▸ **Task description**:
In the comments about the chopping gadget below, what does the writer plan to use the gadget to chop?

▸ **Extracted text**:
— BEGIN —

A handy gadget if you need to chop, grind, and otherwise reduce something to smithereens and beyond. But be aware that reviews have often cited the difficulty in cleaning the lid as it doesn’t come apart and food debris and detritus can collect in the the wee groves and inaccessible areas.
I am buying one specifically to chop garlic and ginger for when I cook Indian dishes which call for a ginger-garlic paste to be added to the base gravy.
So no margaritas for moi, at least not in this thing.
@pmarin Interesting? I’ll give you that. A ginger-garlic toned margarita would be interesting, but probably not something one would want to quaff* repeatedly…or often.

— END —

▸ **Extracted information**:
— BEGIN —

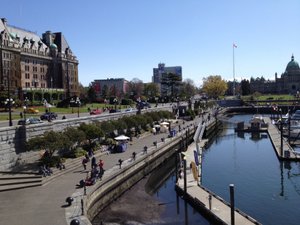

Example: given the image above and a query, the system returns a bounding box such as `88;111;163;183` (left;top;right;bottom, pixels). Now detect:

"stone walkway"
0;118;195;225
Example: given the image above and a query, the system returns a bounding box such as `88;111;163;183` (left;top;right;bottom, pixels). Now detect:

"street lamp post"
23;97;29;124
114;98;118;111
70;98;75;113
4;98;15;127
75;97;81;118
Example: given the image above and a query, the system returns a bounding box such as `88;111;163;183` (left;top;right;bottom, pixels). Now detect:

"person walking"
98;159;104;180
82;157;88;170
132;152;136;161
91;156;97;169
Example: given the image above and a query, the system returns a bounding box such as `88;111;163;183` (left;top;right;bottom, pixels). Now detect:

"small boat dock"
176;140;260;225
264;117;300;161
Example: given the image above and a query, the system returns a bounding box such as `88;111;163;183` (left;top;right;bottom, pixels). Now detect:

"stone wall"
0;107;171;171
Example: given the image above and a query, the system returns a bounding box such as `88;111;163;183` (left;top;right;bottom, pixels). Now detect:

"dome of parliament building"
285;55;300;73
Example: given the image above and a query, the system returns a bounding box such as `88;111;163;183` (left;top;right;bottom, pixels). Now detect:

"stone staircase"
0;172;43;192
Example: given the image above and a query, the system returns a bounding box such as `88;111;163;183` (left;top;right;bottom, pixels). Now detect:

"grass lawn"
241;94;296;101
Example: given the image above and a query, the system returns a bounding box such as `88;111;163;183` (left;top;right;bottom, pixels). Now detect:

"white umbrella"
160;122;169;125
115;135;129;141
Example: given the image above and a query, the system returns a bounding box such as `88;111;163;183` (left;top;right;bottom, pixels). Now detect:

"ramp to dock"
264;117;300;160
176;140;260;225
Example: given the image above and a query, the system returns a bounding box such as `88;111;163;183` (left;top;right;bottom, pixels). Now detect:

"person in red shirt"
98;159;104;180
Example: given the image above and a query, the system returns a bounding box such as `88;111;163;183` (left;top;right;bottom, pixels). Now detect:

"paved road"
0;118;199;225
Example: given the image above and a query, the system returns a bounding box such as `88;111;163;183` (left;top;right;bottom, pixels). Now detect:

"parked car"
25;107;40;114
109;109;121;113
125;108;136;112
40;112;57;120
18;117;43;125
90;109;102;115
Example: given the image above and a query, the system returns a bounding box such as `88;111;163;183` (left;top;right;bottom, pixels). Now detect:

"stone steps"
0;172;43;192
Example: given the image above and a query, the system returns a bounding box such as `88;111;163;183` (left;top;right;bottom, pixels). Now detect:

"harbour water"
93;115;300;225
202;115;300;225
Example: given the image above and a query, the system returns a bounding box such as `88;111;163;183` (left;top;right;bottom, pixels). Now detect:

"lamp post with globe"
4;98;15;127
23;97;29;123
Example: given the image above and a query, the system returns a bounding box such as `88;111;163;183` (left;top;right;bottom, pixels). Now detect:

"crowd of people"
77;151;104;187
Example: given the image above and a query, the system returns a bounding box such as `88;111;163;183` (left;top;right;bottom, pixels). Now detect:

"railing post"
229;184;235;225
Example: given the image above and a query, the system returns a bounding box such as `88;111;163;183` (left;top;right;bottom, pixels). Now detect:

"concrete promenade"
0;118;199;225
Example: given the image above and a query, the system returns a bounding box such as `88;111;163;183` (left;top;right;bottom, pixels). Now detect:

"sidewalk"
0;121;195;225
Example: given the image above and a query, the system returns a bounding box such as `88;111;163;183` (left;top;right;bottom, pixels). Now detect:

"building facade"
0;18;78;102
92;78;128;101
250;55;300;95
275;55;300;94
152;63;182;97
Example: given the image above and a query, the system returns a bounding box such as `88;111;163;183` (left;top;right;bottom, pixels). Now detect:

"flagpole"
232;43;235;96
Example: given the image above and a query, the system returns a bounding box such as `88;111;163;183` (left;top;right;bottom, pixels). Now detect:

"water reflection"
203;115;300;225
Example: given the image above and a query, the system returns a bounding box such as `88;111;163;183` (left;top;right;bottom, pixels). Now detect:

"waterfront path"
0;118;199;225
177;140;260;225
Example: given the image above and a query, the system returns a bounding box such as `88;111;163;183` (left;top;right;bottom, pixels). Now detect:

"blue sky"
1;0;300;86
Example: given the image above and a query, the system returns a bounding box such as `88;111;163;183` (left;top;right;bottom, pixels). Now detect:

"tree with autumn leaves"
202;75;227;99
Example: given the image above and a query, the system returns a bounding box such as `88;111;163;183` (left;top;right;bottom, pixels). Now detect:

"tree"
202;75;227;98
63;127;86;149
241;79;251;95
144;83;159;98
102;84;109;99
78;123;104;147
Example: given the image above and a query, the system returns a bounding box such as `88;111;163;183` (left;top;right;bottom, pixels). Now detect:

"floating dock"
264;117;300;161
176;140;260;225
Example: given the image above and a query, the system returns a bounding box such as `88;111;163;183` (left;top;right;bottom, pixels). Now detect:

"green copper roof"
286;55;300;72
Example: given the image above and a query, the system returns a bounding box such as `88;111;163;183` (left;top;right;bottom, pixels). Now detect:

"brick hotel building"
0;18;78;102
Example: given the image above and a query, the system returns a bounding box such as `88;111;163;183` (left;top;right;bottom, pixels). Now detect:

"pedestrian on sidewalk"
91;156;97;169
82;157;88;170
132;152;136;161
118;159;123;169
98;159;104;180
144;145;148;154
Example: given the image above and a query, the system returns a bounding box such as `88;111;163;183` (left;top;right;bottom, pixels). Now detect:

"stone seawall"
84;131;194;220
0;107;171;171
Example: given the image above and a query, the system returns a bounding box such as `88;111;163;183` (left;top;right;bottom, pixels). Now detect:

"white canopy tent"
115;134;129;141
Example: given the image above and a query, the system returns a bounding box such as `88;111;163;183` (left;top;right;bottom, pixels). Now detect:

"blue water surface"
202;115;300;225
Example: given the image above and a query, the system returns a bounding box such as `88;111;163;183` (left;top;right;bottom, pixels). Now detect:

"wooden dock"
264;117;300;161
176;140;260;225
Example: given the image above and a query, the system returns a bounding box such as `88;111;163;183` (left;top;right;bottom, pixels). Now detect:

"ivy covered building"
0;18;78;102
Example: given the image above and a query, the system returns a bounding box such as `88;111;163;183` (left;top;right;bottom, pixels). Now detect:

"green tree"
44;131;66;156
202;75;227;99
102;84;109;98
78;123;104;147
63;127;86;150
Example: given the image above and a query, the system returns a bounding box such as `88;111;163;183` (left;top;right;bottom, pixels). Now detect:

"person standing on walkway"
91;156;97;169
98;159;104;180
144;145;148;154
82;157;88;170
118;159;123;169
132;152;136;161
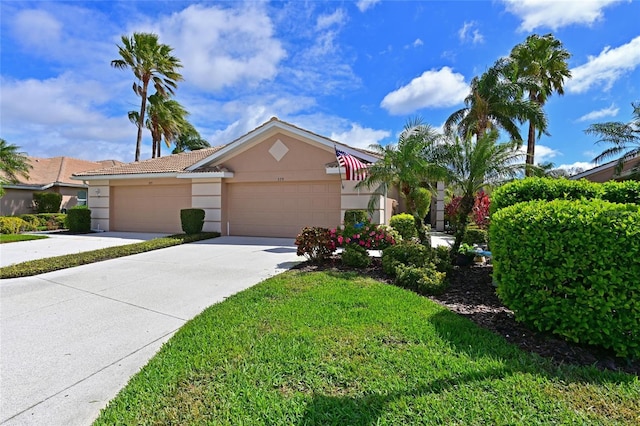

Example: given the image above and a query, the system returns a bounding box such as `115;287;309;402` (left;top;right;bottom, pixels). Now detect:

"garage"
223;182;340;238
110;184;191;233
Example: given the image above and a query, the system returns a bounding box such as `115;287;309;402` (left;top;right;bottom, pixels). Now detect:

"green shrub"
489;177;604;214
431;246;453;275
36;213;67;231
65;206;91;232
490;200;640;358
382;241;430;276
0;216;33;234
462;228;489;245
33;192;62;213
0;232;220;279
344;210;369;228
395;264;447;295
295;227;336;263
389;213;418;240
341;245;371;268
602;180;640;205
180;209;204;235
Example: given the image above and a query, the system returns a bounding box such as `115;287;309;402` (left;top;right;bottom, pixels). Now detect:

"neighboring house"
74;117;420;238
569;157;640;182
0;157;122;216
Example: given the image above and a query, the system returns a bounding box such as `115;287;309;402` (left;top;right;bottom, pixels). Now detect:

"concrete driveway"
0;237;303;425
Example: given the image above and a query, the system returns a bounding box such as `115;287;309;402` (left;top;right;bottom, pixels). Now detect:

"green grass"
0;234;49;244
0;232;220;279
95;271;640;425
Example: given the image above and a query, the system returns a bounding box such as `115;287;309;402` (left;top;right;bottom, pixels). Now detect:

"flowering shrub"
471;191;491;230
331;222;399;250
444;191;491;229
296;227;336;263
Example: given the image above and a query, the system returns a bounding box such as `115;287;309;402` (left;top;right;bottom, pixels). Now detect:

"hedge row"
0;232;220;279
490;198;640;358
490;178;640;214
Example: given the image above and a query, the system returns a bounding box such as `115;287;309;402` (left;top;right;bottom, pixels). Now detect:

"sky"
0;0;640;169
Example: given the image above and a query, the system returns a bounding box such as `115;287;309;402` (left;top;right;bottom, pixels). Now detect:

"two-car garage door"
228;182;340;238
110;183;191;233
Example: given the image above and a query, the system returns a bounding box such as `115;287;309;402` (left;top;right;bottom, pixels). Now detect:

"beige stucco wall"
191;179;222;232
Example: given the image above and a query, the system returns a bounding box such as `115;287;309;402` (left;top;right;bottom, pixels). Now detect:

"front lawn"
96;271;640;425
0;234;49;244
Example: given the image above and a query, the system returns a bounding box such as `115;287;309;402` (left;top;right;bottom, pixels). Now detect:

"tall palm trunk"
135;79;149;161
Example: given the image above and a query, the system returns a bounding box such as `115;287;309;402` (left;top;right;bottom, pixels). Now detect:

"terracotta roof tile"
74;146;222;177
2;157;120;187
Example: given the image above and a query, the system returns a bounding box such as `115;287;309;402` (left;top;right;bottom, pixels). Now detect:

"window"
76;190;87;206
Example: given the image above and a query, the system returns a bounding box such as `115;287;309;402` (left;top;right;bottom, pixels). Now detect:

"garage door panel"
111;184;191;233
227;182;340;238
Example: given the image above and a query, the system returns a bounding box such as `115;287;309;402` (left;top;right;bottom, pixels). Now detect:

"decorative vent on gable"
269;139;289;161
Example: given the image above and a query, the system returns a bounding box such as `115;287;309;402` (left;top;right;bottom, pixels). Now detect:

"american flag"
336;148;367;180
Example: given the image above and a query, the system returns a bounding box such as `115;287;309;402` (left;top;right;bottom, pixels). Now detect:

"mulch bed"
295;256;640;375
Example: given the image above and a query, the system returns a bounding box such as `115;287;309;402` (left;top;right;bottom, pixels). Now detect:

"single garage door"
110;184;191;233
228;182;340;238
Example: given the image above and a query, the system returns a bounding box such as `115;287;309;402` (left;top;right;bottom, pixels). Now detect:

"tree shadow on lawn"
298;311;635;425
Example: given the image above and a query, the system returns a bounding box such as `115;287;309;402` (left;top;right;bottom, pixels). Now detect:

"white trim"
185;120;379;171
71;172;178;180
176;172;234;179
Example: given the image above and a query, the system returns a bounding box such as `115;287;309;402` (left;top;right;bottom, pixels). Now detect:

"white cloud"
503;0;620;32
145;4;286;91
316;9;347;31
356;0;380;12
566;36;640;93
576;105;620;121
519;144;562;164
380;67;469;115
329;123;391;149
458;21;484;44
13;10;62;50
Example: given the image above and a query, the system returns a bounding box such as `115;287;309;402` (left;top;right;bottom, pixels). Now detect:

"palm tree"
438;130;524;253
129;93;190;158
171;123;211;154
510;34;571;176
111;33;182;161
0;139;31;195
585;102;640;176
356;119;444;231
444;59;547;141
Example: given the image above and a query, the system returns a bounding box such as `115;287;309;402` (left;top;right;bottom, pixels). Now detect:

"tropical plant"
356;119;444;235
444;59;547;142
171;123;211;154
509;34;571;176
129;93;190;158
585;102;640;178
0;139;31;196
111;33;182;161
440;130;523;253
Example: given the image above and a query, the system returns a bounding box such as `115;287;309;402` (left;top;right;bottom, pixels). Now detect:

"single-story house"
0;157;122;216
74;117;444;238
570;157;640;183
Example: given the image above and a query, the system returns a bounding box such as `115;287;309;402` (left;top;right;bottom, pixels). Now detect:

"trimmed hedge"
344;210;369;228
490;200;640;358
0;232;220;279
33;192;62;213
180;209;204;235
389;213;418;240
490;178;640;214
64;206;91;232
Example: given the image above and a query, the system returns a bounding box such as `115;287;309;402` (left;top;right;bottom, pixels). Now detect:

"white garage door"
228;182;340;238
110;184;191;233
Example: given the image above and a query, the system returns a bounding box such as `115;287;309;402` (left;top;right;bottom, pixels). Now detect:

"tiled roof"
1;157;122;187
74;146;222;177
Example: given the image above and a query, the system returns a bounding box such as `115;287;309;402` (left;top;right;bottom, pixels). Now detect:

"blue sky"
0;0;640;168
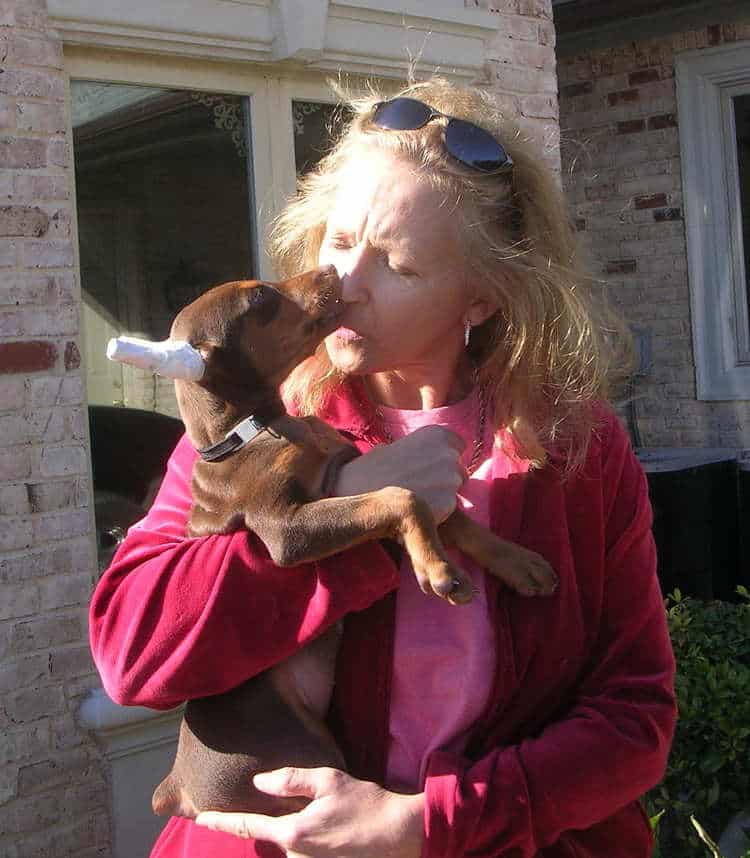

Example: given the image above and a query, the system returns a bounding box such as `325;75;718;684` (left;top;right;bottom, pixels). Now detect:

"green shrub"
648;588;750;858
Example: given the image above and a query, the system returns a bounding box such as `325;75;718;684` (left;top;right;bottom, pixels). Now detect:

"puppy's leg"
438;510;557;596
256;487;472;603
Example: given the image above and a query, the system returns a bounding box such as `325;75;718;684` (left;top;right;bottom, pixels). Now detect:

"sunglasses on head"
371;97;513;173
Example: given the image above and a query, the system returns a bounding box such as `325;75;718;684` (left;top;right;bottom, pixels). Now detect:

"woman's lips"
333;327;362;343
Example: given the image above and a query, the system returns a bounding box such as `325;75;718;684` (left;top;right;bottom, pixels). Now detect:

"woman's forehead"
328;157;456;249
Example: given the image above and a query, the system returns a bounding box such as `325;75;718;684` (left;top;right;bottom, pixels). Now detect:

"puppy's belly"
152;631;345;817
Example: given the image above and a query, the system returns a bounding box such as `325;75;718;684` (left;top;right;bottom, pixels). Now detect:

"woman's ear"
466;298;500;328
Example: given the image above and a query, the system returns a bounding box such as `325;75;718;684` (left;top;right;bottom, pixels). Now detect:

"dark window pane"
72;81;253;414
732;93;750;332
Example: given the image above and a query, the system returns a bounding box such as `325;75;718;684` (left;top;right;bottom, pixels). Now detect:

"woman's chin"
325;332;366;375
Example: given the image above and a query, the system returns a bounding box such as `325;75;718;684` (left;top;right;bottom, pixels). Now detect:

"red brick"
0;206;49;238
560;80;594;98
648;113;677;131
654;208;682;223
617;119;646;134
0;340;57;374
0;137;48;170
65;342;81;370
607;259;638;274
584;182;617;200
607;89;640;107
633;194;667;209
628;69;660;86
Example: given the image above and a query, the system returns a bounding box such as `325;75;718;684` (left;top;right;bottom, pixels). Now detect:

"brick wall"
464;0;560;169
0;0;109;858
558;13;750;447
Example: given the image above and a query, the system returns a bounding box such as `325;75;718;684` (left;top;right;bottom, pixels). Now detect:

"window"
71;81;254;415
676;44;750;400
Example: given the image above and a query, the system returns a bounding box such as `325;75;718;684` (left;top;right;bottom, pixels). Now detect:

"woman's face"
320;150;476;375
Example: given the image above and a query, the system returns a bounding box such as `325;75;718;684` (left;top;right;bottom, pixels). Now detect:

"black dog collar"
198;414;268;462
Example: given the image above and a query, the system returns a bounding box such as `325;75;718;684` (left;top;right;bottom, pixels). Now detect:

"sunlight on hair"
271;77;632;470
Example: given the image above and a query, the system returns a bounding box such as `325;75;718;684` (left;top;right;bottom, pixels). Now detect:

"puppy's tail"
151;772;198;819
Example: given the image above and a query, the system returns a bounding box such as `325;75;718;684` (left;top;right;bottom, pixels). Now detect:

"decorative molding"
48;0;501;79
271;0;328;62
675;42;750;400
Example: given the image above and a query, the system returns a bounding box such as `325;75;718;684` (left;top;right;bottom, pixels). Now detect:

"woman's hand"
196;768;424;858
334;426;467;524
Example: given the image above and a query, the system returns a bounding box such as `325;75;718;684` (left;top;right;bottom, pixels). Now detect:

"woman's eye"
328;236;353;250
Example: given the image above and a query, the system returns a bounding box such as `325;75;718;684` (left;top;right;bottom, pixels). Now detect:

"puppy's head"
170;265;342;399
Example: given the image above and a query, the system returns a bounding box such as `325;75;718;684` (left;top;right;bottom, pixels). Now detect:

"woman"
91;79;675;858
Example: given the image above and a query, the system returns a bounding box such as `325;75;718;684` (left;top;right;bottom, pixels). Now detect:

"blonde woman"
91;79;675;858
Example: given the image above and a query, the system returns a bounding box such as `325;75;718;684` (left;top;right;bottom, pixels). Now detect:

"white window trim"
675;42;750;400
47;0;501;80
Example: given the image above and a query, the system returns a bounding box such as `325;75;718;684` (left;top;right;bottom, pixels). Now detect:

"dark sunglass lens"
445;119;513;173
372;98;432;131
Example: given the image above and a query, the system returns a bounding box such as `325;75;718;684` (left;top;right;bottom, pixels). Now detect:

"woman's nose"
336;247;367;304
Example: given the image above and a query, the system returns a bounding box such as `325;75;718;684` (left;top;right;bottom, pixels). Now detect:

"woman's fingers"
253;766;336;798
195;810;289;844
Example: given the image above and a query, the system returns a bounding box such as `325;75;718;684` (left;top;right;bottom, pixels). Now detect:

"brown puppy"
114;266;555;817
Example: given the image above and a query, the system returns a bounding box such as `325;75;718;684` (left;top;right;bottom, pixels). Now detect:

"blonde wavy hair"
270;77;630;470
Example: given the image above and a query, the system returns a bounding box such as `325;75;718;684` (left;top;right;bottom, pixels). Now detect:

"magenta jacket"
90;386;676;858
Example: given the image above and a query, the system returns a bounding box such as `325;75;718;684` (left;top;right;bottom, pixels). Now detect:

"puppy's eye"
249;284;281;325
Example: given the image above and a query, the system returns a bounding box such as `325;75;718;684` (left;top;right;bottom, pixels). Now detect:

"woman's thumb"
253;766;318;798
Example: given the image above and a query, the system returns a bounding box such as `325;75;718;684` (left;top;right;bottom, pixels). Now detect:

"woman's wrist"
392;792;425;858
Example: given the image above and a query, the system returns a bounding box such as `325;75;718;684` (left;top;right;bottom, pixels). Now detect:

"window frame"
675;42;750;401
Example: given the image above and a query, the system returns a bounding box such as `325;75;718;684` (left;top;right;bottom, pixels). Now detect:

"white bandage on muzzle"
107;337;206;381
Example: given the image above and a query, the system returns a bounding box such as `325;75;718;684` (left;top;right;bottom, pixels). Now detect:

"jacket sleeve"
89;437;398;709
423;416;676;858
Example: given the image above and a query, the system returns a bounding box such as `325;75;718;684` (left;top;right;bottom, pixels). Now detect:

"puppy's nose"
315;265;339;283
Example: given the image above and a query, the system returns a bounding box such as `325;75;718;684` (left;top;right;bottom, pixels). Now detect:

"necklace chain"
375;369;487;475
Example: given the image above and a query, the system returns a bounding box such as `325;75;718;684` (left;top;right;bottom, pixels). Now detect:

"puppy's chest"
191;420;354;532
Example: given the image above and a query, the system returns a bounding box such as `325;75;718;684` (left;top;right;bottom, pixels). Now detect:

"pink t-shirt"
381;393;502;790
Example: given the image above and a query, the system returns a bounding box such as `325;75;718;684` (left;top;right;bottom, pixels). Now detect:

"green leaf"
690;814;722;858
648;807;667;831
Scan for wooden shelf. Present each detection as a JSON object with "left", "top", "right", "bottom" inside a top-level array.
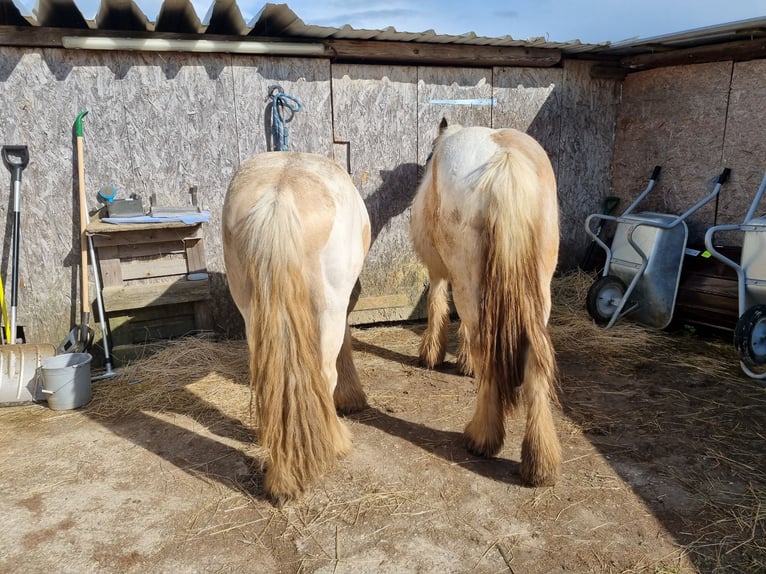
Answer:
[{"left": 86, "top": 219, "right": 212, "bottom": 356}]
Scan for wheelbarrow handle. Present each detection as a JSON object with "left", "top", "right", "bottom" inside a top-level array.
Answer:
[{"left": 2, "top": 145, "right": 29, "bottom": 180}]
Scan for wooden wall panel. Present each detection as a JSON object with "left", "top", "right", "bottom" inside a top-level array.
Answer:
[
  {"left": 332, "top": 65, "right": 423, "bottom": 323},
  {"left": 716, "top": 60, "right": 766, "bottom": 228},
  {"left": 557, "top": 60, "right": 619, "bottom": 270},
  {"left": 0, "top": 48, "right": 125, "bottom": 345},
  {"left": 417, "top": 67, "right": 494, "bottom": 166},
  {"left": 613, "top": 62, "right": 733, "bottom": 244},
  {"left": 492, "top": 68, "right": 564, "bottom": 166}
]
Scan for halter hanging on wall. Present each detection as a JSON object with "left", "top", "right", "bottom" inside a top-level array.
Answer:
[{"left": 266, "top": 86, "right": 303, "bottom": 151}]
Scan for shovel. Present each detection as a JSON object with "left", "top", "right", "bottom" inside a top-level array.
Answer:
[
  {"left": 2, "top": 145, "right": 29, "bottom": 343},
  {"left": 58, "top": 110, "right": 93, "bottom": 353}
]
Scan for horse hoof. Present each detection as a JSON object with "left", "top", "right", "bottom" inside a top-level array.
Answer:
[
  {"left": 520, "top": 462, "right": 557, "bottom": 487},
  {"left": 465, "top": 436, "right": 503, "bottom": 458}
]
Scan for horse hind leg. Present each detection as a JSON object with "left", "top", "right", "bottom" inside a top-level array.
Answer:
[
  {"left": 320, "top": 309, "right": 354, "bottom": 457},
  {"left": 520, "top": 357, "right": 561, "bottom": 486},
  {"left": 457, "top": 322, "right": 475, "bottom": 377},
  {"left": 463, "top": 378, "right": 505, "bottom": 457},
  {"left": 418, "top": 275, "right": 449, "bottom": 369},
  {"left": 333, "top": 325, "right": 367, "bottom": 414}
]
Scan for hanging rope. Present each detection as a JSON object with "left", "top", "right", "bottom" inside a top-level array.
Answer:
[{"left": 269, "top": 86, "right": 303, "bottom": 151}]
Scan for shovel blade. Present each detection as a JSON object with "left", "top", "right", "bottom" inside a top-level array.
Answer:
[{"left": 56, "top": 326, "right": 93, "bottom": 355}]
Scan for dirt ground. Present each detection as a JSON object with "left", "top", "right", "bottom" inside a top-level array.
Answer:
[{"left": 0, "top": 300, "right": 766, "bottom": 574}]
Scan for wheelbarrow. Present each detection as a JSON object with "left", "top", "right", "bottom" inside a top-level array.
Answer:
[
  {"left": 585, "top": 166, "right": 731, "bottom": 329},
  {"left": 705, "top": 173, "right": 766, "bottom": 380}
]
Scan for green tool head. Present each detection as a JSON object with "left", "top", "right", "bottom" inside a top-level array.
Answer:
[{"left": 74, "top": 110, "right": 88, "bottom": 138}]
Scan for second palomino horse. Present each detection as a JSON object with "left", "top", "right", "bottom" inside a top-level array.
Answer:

— END —

▸ **Solution for this task**:
Garlic and ginger.